> [Given instruction] Collect every row that contains the string "cumulus", matching case exactly.

— START Dataset entries —

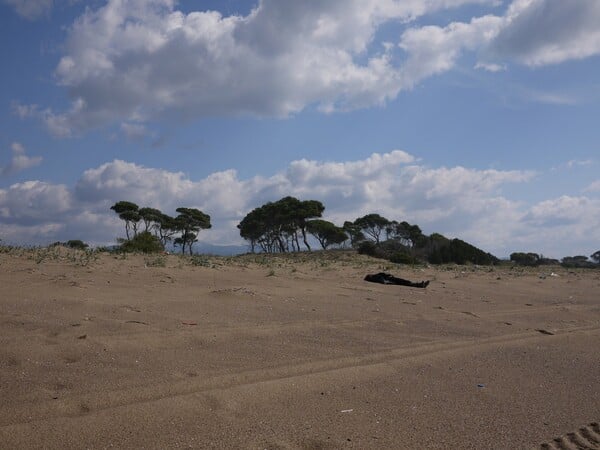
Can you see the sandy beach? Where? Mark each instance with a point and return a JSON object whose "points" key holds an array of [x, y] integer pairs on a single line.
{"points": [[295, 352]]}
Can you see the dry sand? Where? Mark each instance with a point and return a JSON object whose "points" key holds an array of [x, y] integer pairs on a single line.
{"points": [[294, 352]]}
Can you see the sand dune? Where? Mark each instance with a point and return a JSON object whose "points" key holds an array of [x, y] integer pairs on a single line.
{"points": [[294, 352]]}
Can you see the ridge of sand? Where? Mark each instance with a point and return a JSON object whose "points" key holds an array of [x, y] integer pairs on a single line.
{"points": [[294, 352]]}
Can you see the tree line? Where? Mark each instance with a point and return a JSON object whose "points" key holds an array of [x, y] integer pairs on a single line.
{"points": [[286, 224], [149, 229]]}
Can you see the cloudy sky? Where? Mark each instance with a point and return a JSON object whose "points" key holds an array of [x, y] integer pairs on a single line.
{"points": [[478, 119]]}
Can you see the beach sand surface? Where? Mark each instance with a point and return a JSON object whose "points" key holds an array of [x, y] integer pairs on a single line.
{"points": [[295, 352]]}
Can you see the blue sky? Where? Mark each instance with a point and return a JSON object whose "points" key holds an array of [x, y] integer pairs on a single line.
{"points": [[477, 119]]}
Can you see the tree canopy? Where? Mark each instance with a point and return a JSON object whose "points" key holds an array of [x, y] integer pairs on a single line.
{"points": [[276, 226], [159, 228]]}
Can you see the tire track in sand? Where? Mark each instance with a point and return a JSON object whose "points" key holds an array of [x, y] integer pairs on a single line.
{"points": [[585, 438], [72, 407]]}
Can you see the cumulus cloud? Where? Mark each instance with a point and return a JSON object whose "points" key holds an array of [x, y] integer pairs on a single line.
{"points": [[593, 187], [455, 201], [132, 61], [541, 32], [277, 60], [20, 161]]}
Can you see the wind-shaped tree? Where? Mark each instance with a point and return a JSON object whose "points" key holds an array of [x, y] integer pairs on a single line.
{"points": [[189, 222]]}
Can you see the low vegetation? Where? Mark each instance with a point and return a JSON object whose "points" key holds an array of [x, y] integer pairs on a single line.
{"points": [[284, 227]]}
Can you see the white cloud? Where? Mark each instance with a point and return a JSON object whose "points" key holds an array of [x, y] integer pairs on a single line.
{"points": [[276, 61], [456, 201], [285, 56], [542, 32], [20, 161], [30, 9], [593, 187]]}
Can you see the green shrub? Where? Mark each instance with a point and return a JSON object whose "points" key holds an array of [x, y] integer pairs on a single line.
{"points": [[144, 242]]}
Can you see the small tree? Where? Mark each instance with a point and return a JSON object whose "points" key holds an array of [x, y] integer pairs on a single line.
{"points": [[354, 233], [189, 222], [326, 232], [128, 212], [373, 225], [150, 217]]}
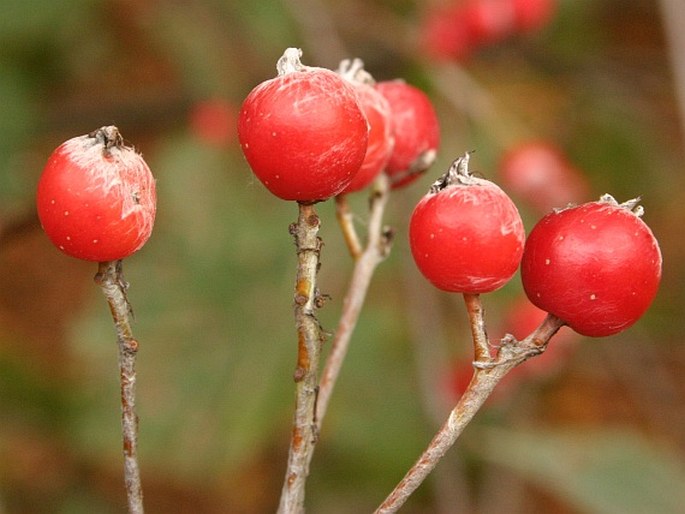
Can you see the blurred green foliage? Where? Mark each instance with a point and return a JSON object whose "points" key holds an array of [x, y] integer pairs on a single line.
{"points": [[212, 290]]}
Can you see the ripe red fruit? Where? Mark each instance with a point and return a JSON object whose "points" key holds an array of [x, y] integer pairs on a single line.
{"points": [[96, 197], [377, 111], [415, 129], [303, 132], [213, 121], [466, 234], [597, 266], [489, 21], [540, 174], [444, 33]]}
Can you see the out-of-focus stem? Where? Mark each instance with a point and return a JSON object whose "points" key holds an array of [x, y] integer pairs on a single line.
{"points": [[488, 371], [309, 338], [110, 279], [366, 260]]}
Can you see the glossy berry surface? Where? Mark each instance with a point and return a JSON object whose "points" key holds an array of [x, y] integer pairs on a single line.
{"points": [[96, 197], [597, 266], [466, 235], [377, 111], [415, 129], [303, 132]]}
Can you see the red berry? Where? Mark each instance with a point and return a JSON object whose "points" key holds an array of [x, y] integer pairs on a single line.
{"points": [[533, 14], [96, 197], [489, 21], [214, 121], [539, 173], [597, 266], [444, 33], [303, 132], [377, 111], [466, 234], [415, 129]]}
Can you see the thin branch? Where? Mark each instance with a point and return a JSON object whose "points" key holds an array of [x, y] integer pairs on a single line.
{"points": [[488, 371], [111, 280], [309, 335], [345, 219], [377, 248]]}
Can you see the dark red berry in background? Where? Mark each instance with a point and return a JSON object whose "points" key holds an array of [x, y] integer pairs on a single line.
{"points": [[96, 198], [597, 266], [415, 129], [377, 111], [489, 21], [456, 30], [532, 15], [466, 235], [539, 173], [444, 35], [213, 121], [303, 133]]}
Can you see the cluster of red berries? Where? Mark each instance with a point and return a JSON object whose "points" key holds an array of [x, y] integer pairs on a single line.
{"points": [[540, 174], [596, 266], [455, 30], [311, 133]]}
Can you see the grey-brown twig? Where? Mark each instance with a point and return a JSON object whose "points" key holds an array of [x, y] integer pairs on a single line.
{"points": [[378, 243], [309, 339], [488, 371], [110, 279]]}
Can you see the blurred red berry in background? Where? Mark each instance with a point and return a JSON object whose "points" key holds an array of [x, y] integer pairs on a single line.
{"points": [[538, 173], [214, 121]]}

— END Dataset entries —
— START Dataset entries —

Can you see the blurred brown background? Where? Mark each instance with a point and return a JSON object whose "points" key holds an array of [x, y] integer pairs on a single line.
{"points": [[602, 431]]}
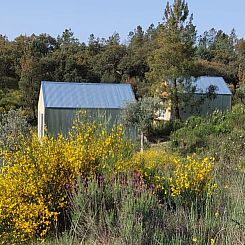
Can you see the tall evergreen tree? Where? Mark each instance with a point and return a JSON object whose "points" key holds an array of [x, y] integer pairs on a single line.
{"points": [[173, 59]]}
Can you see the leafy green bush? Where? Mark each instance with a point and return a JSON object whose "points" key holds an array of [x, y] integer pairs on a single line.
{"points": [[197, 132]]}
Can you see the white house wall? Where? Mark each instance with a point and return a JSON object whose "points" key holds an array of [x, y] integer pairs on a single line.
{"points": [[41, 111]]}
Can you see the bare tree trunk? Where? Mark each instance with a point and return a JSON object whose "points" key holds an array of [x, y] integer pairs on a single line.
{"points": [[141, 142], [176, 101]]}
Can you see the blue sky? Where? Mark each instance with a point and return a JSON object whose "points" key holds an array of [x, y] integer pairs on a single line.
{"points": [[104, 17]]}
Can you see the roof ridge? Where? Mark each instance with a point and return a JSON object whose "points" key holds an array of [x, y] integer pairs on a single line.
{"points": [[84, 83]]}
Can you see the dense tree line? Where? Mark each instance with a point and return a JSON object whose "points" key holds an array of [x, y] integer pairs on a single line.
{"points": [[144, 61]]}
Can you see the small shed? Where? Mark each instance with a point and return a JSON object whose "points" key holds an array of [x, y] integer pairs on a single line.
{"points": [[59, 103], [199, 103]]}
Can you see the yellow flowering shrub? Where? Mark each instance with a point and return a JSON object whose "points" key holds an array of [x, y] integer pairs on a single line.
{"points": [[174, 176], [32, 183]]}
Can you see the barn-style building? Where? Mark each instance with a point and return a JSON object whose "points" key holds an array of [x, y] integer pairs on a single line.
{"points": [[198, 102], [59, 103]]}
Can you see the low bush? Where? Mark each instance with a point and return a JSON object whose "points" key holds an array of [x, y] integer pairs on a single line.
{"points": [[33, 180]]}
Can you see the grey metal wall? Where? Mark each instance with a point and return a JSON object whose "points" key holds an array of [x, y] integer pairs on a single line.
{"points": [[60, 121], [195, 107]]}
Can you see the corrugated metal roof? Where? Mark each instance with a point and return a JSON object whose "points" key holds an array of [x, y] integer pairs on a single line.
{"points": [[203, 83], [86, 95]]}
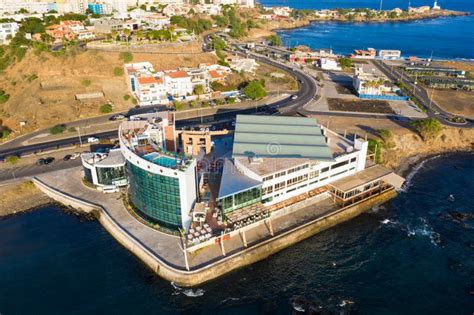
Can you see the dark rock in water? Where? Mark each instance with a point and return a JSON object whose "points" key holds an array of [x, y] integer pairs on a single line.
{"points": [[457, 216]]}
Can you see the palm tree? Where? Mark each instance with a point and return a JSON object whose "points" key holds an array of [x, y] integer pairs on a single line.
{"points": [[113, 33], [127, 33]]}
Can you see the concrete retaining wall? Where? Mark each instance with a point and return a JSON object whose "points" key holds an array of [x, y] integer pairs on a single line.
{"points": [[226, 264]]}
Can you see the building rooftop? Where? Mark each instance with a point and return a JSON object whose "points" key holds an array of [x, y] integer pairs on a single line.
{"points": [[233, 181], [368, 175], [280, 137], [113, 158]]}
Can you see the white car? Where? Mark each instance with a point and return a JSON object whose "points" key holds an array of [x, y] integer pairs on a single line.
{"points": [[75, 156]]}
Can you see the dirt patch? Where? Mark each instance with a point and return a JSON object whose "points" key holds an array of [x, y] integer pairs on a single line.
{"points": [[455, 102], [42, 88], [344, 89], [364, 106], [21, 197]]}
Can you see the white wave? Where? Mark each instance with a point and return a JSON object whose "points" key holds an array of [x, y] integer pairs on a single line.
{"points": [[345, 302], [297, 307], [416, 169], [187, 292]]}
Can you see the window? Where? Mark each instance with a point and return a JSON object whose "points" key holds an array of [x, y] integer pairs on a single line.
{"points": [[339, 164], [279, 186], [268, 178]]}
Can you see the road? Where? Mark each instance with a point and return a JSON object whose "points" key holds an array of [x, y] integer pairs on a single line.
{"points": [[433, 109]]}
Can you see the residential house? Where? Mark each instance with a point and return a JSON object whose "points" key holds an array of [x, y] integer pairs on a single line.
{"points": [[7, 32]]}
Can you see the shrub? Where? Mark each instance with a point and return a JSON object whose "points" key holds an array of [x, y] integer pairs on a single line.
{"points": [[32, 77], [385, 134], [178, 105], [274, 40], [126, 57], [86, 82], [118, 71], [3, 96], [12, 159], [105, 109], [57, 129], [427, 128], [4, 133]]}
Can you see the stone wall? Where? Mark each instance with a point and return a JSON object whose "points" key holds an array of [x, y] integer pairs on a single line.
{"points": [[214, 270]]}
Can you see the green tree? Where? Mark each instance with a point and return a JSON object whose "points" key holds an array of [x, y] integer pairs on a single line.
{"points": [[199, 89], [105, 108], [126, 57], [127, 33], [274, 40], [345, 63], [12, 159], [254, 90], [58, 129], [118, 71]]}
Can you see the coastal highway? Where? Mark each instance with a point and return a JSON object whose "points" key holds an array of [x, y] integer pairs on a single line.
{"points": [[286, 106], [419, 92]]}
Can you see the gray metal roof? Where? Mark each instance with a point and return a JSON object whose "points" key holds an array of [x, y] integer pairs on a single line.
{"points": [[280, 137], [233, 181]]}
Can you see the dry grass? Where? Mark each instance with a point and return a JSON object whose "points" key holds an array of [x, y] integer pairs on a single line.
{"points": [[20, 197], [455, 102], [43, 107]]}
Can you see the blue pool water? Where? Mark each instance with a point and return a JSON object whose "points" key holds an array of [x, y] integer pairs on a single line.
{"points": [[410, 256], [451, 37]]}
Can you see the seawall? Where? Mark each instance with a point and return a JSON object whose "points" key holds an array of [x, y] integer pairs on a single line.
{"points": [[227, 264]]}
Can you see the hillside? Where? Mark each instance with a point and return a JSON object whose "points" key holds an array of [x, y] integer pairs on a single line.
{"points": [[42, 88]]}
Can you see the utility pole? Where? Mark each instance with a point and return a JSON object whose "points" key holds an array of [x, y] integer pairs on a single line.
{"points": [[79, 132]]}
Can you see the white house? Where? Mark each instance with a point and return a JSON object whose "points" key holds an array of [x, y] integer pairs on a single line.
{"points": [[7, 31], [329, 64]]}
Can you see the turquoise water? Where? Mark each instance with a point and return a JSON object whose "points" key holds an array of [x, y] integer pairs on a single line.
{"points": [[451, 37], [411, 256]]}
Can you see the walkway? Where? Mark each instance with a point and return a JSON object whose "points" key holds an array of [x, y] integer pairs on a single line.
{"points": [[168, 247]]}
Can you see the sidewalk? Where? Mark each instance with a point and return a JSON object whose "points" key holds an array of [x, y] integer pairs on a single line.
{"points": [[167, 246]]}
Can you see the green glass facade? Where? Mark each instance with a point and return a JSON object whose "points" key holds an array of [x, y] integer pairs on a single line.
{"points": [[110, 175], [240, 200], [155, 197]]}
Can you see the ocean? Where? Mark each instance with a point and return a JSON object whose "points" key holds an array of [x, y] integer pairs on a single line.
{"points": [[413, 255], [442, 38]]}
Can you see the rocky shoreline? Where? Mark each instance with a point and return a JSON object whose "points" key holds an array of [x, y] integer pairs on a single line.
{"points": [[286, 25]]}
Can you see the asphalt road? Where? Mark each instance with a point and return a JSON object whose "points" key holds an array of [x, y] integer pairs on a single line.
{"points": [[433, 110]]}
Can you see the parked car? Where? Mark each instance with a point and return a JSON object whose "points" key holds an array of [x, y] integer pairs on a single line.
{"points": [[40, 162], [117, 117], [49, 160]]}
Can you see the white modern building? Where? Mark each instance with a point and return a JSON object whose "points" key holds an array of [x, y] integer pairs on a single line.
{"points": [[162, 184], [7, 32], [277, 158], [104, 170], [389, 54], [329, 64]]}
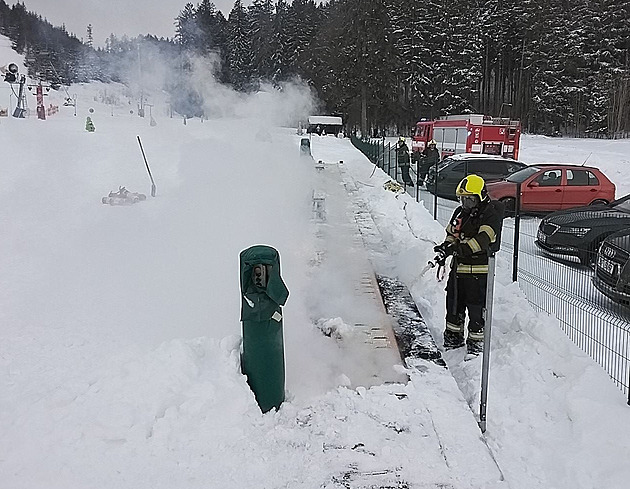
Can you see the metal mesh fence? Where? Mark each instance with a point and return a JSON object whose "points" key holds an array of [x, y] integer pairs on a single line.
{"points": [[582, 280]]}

— END Dataset entries —

> [The result]
Can you see the cumulus cloud? Where? Mark each instance with a point and return a JSON object whose "points" key holds an array of [x, y] integer pairs on a single line.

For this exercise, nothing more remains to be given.